1

I'm facing a problem where I have to select rows from a table ('CHILD') that should have a foreign key towards another table ('PARENT'). The problem is that the foreign key is broken (long story short, the table is partitioned and for some reason there are orphans) and I must clean the child table before restoring the foreign key. What I am trying to do is (roughly) :

SELECT child.ID 
from CHILD child 
WHERE child.PARENT_ID NOT IN 
(
  SELECT parent.ID FROM PARENT parent 
);

This seems correct (judging by the results), however it is quite inefficient: there are 1M results, and the child table holds 100M+ rows. Since I have to delete each row coming from the results of that query I am using pagination, but afaict this means that the NOT IN query is repeated each time. For this reason I am wondering if there is any way to improve the performance of the query. I have tried joining the tables but I have realized it won't work because I should join on child.PARENT_ID = parent.ID, so there would be no result. So the question is : is there any way to rewrite the NOT IN query so that it is more performant?

__DATA LISTING__:
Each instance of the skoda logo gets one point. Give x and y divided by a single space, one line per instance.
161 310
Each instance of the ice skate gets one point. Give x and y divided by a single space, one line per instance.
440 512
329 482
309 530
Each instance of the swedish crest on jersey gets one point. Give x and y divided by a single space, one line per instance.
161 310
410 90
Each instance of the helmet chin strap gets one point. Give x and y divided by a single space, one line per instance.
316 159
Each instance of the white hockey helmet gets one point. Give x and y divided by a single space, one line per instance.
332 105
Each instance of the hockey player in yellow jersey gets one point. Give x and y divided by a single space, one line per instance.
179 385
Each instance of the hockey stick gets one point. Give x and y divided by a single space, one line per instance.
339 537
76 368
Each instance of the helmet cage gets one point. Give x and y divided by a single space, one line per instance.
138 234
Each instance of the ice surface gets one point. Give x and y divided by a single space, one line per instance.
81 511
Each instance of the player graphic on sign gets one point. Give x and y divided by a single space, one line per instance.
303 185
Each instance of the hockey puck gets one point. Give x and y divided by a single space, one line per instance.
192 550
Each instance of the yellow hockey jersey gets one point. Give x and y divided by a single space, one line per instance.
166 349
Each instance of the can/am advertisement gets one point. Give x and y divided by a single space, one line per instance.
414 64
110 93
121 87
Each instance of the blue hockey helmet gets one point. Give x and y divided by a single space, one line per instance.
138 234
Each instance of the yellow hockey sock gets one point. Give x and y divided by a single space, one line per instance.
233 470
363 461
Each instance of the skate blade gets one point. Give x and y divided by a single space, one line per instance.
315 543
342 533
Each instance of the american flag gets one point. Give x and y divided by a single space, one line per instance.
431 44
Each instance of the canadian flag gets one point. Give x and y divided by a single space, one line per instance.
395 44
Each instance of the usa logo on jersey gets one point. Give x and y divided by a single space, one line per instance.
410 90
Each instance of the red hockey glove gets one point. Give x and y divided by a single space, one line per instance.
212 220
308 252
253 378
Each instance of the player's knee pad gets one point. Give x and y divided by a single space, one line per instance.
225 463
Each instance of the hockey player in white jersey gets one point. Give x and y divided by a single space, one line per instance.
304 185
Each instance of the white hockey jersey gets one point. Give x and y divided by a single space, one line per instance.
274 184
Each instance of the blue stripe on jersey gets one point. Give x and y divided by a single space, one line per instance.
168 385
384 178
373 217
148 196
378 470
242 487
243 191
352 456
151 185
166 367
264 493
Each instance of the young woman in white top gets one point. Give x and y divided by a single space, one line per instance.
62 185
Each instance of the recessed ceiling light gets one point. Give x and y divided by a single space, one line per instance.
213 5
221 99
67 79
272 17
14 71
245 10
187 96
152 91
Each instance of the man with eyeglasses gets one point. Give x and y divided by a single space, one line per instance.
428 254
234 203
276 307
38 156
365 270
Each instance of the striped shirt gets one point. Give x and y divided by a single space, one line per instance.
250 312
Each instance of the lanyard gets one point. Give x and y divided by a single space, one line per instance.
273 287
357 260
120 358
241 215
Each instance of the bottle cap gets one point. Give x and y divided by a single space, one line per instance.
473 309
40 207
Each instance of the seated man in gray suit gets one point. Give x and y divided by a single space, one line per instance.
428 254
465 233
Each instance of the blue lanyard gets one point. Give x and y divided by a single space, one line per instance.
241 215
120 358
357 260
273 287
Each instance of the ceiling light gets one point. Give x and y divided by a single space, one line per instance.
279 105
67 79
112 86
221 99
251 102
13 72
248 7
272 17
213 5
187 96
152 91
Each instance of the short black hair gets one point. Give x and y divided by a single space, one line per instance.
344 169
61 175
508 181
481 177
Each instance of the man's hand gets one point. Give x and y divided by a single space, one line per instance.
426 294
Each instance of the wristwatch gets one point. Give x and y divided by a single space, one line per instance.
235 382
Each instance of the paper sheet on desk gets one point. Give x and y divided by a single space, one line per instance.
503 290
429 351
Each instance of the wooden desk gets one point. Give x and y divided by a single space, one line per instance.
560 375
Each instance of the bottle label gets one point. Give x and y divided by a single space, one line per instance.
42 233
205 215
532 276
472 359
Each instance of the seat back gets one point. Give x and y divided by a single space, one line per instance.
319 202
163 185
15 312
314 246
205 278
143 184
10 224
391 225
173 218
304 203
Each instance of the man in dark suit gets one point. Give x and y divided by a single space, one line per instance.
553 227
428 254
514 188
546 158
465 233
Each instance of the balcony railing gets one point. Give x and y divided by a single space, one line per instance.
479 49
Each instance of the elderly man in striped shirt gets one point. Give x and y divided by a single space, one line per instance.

__EXERCISES__:
• A. Retype the orphan-rows question from "SELECT child.ID" to "is more performant?".
• B. In the orphan-rows question, how many rows does the child table hold?

__WORKED SOLUTIONS__:
• A.
SELECT child.ID 
from CHILD child 
WHERE child.PARENT_ID NOT IN 
(
  SELECT parent.ID FROM PARENT parent 
);

This seems correct (judging by the results), however it is quite inefficient: there are 1M results, and the child table holds 100M+ rows. Since I have to delete each row coming from the results of that query I am using pagination, but afaict this means that the NOT IN query is repeated each time. For this reason I am wondering if there is any way to improve the performance of the query. I have tried joining the tables but I have realized it won't work because I should join on child.PARENT_ID = parent.ID, so there would be no result. So the question is : is there any way to rewrite the NOT IN query so that it is more performant?

• B. More than 100 million rows (100M+).